The Forest of Stolen Girls

1426, Joseon (Korea). Hwani’s family has never been the same since she and her younger sister Maewol went missing and were later found unconscious in the forest near a gruesome crime scene.

After five years, Hwani reunites with Maewol on Jeju island. Hwani has crossed the sea to find her father, Detective Jeewoo Min, after he has disappeared while investigating the disappearance of thirteen other girls. She is the older sister whose life plans—to get married and bear children—have come to a halt.

Maewol was called to be a shaman and train under Shaman Nokyung. Unlike Hwani, Maewol despises their father and does not wish for him to be found. When the body of one of the girls is discovered, Maewol and Hwani get sucked into the mystery of the disappearance of the young girls. The sisters realize there’s a possible correlation between the disappearances and their own Forest Incident, an event that left Hwani and Maewol completely changed. As Hwani and Maewol investigate further into the disappearances of the missing girls, they encounter a formidable enemy, the Mask, and the sisters learn that evil comes in different forms.

____________________

◆ **To do**:
**A)** Please return every line in the entries below that contains the word "ribbed".
**B)** Continue the summary of The Forest of Stolen Girls from the point where it stops.

____________________

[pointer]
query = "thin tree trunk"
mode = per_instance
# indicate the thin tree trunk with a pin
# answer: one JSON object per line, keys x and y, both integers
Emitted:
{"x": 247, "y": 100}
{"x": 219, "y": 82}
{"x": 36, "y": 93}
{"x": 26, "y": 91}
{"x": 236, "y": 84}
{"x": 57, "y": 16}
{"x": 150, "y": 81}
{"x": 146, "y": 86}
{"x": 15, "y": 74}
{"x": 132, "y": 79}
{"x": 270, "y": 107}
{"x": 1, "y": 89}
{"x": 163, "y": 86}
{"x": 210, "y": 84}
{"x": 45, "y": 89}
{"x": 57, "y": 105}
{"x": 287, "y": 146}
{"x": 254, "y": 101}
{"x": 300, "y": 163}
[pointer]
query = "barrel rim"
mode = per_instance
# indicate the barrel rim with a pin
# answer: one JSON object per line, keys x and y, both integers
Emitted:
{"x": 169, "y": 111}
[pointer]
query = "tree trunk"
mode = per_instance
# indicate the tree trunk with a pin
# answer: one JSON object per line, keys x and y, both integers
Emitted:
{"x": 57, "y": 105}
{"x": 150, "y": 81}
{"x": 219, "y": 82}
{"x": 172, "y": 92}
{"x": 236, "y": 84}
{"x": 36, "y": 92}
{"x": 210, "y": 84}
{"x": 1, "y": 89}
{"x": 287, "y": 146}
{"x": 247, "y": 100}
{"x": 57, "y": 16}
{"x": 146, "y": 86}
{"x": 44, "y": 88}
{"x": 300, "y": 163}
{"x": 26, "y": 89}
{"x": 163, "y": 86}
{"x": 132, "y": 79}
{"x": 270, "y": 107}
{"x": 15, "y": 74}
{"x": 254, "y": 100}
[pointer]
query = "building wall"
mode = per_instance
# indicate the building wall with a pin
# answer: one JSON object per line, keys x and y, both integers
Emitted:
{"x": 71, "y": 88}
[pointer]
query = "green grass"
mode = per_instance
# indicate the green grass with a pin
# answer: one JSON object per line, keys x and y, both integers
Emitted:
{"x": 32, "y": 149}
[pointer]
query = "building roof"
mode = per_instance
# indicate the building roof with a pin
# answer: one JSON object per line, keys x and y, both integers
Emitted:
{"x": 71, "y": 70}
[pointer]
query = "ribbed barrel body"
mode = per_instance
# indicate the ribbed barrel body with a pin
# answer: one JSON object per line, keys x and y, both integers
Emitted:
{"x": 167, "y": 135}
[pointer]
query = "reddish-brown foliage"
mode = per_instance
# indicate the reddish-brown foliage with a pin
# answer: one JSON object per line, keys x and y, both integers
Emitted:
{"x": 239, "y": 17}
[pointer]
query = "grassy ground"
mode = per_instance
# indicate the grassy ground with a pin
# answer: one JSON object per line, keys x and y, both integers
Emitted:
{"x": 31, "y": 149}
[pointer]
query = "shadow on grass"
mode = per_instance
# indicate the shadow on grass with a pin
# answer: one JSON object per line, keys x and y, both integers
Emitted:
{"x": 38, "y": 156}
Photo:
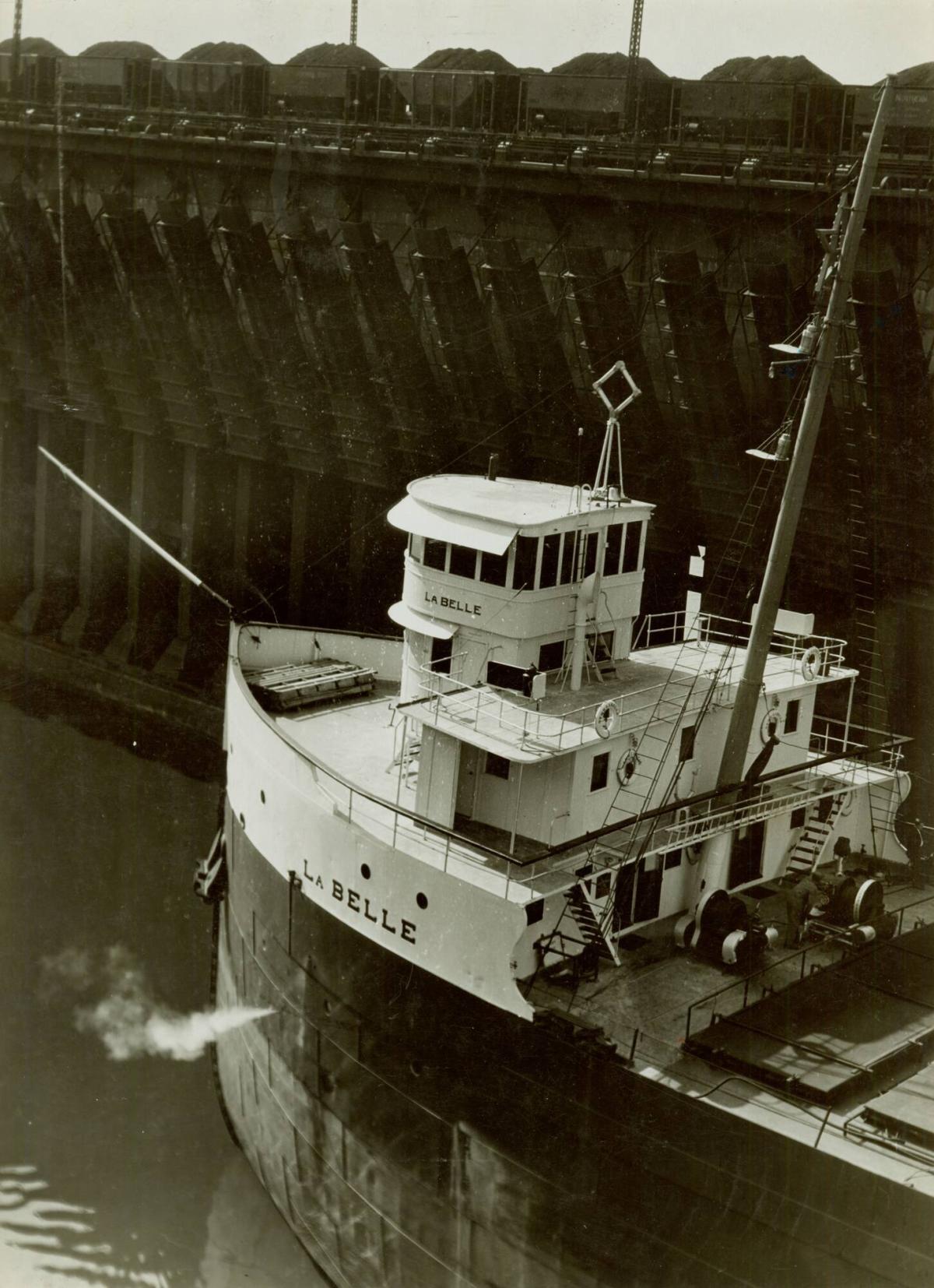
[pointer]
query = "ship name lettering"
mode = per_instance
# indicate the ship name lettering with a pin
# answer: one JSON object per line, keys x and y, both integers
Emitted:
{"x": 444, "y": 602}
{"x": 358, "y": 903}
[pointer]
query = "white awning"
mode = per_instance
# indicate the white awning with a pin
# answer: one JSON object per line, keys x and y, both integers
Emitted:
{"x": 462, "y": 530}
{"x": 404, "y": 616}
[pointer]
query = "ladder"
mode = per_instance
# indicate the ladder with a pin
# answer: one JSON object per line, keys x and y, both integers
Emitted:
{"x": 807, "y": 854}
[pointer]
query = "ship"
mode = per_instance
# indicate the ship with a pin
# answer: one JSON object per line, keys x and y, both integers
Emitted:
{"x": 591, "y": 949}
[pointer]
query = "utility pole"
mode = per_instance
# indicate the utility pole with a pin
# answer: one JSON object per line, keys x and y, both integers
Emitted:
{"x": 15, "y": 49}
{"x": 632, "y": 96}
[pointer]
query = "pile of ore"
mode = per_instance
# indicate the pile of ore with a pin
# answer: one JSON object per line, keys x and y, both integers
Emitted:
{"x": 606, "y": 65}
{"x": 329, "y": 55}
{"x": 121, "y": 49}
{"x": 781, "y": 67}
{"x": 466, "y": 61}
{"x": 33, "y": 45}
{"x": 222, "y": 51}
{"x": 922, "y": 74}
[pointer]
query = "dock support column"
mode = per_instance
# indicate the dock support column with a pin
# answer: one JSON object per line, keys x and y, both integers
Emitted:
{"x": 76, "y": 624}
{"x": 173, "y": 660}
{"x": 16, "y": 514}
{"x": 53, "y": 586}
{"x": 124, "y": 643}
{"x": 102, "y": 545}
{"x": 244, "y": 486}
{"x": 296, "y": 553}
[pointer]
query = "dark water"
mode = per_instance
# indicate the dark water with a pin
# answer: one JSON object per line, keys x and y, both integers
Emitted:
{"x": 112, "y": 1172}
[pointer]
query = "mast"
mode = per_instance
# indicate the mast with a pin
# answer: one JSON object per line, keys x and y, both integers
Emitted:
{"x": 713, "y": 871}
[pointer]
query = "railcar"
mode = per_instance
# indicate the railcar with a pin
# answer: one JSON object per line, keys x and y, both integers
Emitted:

____________________

◆ **Written responses**:
**A)**
query = "ribbed barrel body"
# indicate the ribbed barrel body with a pin

**B)**
The entire story of The Forest of Stolen Girls is told in a prose narrative style, in the first person point of view. The story follows Hwani and her turbulent investigation into her father’s disappearance and, into the disappearance of thirteen young girls between the ages of eleven and eighteen. As the reader follows Hwani’s investigation, they will feel what Hwani feels and suspect who Hwani suspects.

The story displays a realistic sisterly relationship. The two sisters they, but are also kind to one another. A majority of the story is spent on the obstacles Hwani and Maewol face as sisters. Hwani is more logical and calculated while Maewol is impulsive and acts upon instinct. Maewol despises her father while Hwani idolizes him; this creates the central conflict. Hwani discovers her father is not as good as he seems and learns to be there for Maewol. Maewol, in turn, learns to forgive her sister even when Hwani has wronged her. At the end of the story, their sisterly bond is what saves Maewol and Hwani.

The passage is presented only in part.